● Brief:
Each record is to be copied exactly as written.

☆ ☆ ☆ ☆

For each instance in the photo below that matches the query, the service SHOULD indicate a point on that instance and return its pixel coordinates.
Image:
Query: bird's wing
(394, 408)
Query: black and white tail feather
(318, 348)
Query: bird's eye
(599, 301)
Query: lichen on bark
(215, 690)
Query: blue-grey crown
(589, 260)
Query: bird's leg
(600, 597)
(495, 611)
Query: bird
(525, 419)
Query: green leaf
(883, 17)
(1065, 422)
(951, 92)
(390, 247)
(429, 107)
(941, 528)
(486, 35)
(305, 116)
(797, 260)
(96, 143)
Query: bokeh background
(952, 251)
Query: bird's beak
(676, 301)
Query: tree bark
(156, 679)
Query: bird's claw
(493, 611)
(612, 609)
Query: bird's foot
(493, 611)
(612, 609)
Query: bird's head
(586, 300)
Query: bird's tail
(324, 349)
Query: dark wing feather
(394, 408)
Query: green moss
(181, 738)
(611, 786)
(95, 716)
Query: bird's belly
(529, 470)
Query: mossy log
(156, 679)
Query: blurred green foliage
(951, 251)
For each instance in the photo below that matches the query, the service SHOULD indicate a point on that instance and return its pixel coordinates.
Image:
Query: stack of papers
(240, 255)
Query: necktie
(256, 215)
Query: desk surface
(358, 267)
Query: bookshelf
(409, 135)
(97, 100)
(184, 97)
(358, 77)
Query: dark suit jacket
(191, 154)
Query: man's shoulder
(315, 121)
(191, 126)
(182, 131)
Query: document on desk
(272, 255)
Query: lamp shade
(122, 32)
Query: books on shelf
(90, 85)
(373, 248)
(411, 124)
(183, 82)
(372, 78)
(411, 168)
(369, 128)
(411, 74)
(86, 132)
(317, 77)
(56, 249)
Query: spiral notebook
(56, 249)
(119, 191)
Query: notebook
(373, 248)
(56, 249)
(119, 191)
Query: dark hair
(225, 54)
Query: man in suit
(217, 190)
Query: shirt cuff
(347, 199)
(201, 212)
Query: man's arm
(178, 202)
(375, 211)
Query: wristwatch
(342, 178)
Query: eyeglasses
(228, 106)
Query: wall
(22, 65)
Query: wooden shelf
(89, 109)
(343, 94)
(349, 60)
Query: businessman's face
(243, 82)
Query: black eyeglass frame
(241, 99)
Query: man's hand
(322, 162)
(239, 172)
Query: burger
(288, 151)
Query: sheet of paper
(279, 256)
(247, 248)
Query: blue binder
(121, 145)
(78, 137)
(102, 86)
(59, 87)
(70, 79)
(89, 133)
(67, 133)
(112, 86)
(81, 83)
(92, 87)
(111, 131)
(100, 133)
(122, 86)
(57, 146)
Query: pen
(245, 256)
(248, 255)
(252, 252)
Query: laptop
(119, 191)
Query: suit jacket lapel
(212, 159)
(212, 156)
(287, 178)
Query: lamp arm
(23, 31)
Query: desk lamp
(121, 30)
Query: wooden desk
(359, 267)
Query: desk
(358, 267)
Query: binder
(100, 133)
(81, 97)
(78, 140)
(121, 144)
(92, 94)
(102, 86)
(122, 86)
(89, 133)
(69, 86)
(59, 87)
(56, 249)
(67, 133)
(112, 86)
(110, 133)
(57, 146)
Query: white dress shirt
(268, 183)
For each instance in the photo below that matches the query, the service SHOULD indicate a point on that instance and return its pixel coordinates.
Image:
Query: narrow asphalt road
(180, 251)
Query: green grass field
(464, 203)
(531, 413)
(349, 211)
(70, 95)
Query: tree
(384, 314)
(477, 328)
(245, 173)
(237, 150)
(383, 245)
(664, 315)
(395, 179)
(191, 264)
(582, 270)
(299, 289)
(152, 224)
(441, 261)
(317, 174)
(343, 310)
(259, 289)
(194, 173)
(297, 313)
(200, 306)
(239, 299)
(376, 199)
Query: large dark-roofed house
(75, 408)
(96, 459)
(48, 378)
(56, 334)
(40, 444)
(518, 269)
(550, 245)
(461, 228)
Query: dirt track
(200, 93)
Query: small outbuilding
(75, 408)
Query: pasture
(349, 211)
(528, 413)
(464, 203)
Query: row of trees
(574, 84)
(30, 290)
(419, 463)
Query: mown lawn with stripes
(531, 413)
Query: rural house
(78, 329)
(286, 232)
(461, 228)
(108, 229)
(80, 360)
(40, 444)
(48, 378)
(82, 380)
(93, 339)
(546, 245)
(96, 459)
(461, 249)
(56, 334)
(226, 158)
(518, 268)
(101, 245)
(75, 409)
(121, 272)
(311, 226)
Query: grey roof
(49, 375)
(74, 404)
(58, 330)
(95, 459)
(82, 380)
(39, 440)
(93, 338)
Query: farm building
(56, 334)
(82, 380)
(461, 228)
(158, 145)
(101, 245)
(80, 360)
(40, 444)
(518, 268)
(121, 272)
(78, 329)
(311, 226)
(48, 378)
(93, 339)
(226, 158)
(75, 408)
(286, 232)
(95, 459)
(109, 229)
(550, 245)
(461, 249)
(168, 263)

☆ ☆ ☆ ☆

● Written response:
For each instance in the photo below that matches the query, the service SHOULD indicate a point on that instance and return its pixel coordinates.
Image:
Query: bird's wing
(394, 408)
Query: black and white tail feather
(318, 348)
Query: bird's eye
(599, 301)
Query: lichen on bark
(215, 690)
Query: blue-grey crown
(589, 260)
Query: bird's leg
(600, 597)
(495, 611)
Query: bird
(525, 419)
Query: green leaf
(883, 17)
(1065, 422)
(951, 92)
(390, 247)
(429, 107)
(941, 528)
(486, 35)
(305, 116)
(797, 260)
(96, 143)
Query: bokeh background
(952, 251)
Query: bird's beak
(676, 301)
Query: tree bark
(156, 679)
Query: bird's claw
(493, 611)
(612, 609)
Query: bird's foot
(493, 611)
(612, 609)
Query: bird's head
(586, 300)
Query: bird's tail
(324, 349)
Query: dark wing feather
(394, 408)
Query: green moss
(181, 738)
(611, 786)
(95, 716)
Query: bird's belly
(529, 470)
Query: mossy log
(156, 679)
Query: blurred green foliage
(951, 251)
For each instance in the photo below that matches the query, the service SHOULD indicate a point on that instance and return its pixel coordinates.
Image:
Query: stack of papers
(240, 255)
Query: necktie
(256, 215)
Query: desk surface
(358, 267)
Query: bookshelf
(409, 135)
(97, 100)
(184, 97)
(358, 77)
Query: dark suit jacket
(191, 154)
Query: man's shoulder
(315, 121)
(191, 126)
(182, 131)
Query: document on desk
(272, 255)
Query: lamp shade
(122, 32)
Query: books on shelf
(90, 85)
(373, 248)
(411, 124)
(183, 82)
(372, 78)
(411, 168)
(369, 128)
(411, 74)
(86, 132)
(317, 77)
(56, 249)
Query: spiral notebook
(56, 249)
(119, 191)
Query: notebook
(373, 248)
(56, 249)
(119, 191)
Query: dark hair
(225, 54)
Query: man in suit
(217, 190)
Query: shirt cuff
(347, 199)
(201, 212)
Query: man's arm
(178, 202)
(375, 211)
Query: wristwatch
(342, 178)
Query: eyeglasses
(228, 106)
Query: wall
(22, 65)
Query: wooden shelf
(89, 109)
(343, 94)
(349, 60)
Query: businessman's face
(243, 82)
Query: black eyeglass frame
(241, 99)
Query: man's hand
(322, 162)
(239, 172)
Query: burger
(288, 151)
Query: sheet of paper
(279, 256)
(247, 248)
Query: blue binder
(121, 145)
(78, 137)
(102, 86)
(59, 87)
(70, 79)
(89, 133)
(67, 133)
(112, 86)
(81, 83)
(92, 87)
(111, 131)
(100, 133)
(122, 86)
(57, 146)
Query: pen
(245, 256)
(248, 255)
(252, 252)
Query: laptop
(119, 191)
Query: suit jacket lapel
(212, 159)
(212, 156)
(287, 178)
Query: lamp arm
(23, 31)
Query: desk lamp
(121, 30)
Query: wooden desk
(359, 267)
Query: desk
(358, 267)
Query: binder
(100, 133)
(81, 97)
(78, 140)
(121, 144)
(92, 94)
(102, 86)
(122, 86)
(89, 133)
(69, 86)
(59, 87)
(56, 249)
(67, 133)
(112, 86)
(110, 133)
(57, 146)
Query: white dress shirt
(268, 183)
For each instance in the photo below that matches the query, the service SHOULD indicate a point on that instance and return its pixel coordinates.
Image:
Query: narrow asphalt road
(180, 251)
Query: green grass field
(464, 203)
(531, 413)
(349, 211)
(70, 95)
Query: tree
(384, 314)
(477, 328)
(245, 173)
(237, 150)
(383, 245)
(664, 315)
(395, 179)
(191, 264)
(582, 270)
(299, 289)
(152, 224)
(441, 261)
(317, 174)
(343, 310)
(259, 289)
(194, 173)
(297, 313)
(200, 306)
(239, 299)
(376, 199)
Query: large dark-roofed house
(75, 408)
(96, 459)
(48, 378)
(56, 334)
(40, 444)
(518, 269)
(550, 245)
(461, 228)
Query: dirt track
(200, 93)
Query: small outbuilding
(75, 408)
Query: pasture
(349, 211)
(528, 413)
(464, 203)
Query: row of trees
(574, 84)
(30, 290)
(419, 463)
Query: mown lawn with stripes
(531, 413)
Query: rural house
(78, 329)
(286, 232)
(461, 228)
(108, 229)
(80, 360)
(40, 444)
(48, 378)
(82, 380)
(93, 339)
(546, 245)
(96, 459)
(461, 249)
(56, 334)
(226, 158)
(518, 268)
(101, 245)
(75, 409)
(121, 272)
(311, 226)
Query: grey roof
(49, 375)
(74, 404)
(58, 330)
(95, 459)
(82, 380)
(39, 440)
(93, 338)
Query: farm building
(56, 334)
(82, 380)
(461, 228)
(158, 145)
(101, 245)
(80, 360)
(40, 444)
(518, 268)
(121, 272)
(78, 329)
(311, 226)
(48, 378)
(93, 339)
(226, 158)
(75, 408)
(286, 232)
(95, 459)
(109, 229)
(550, 245)
(461, 249)
(168, 263)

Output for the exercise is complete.